Сохранилась его записная книжка, испещренная адресами врачей и лечебниц. Наконец он попал к русской женщине-врачу. Рана была пустячная и почти уже зажила, но у Гофмана появился жар. Решив, что это брюшной тиф, Гофман объявил, что поедет в Москву к матери. Одна русская дама предложила ему перебраться к ней, в свободную комнату. В воскресенье, 13 августа, утром, она должна была к нему зайти. В половине одиннадцатого она пришла, не достучалась и вышла на время. Когда же вернулась, то ей сообщили, что в 11 часов гарсон, зайдя в комнату для уборки, нашел Гофмана на полу мертвым.
За несколько дней до этого одна из жилиц отеля сошла с ума и ее увезла полиция. Хозяин отеля впоследствии рассказывал, что в день своей смерти, в 9 часов утра, Гофман вызвал его звонком и сказал:
– Зовите полицию, я сошел с ума.

Работа с текстом -
(a) Ответьте на вопросы по фрагменту, каждый ответ пометьте так же, как вопрос:
(i) К какому врачу в итоге попал Гофман?
(ii) В котором часу гарсон нашел Гофмана?
(iii) Что случилось с одной из жилиц отеля за несколько дней до этого?
(b) Изложите содержание фрагмента в двух предложениях.
(c) Определите, соответствуют ли утверждения фрагменту. Для каждого ответьте «да» или «нет» и приведите решающие слова из текста:
(i) Рана Гофмана была тяжелой.
(ii) Русская дама пришла к Гофману в половине одиннадцатого.
(iii) Гофман собирался поехать к матери в Петербург.

Перечень строк -
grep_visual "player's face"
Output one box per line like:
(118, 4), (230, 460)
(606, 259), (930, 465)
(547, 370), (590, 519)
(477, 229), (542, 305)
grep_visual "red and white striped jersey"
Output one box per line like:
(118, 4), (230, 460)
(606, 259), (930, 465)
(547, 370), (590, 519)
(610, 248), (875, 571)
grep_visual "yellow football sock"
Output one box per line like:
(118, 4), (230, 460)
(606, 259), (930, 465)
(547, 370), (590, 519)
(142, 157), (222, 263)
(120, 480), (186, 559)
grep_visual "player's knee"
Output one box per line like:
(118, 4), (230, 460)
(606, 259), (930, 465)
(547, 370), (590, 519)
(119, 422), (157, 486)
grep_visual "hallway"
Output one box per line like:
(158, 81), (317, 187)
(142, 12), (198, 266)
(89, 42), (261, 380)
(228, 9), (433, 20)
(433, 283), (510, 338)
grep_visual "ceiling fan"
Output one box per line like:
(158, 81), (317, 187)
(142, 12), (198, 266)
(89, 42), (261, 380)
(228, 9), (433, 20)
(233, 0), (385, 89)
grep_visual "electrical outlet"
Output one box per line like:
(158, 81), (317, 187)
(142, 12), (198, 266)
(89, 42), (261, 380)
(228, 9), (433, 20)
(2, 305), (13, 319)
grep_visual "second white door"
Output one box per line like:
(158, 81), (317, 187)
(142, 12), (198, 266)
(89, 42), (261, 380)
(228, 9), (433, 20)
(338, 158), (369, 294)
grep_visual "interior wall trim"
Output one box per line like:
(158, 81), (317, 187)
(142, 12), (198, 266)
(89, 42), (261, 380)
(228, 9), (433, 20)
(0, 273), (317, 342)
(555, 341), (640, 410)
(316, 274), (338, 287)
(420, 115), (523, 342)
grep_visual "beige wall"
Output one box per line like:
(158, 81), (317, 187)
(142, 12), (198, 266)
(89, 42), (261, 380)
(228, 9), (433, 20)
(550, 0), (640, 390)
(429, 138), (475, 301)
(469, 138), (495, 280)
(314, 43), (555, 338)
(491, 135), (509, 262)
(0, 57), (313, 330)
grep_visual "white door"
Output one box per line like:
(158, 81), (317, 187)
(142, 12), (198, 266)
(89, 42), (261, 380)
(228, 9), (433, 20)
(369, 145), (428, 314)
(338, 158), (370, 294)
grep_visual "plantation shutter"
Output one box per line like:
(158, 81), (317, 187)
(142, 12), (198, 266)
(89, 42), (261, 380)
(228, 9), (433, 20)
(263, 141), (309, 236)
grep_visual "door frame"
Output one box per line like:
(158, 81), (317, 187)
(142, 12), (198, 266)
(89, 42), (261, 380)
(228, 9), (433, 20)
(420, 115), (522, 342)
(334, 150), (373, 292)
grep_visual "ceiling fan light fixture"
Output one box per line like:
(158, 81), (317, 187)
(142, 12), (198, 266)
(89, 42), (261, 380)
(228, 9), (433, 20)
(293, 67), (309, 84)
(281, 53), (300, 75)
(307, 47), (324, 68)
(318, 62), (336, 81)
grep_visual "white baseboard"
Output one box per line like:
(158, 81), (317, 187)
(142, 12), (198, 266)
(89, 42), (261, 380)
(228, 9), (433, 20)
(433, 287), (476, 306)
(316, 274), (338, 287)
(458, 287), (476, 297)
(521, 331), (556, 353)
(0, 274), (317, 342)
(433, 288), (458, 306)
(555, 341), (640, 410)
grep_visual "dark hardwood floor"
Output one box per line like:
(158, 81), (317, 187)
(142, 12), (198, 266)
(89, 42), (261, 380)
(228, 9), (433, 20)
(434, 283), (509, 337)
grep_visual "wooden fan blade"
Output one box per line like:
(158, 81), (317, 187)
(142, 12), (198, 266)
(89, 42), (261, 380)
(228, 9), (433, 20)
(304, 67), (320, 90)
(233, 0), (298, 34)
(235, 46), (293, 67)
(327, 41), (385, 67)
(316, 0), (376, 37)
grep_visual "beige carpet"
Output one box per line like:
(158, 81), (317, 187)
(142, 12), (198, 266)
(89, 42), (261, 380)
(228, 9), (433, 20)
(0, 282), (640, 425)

Ответы по заданиям -
(a)
(i) К русской женщине-врачу.
(ii) В 11 часов.
(iii) Она сошла с ума, и ее увезла полиция.

(b) После пустячной, почти зажившей раны у Гофмана появился жар; решив, что это брюшной тиф, он объявил, что поедет в Москву к матери, а одна русская дама предложила ему перебраться к ней. В воскресенье, 13 августа, в 11 часов гарсон нашел его на полу мертвым, а по рассказу хозяина отеля, в 9 часов утра того же дня Гофман вызвал его звонком и сказал, что сошел с ума.

(c)
(i) Нет: «Рана была пустячная и почти уже зажила».
(ii) Да: «В половине одиннадцатого она пришла, не достучалась и вышла на время».
(iii) Нет: «Гофман объявил, что поедет в Москву к матери».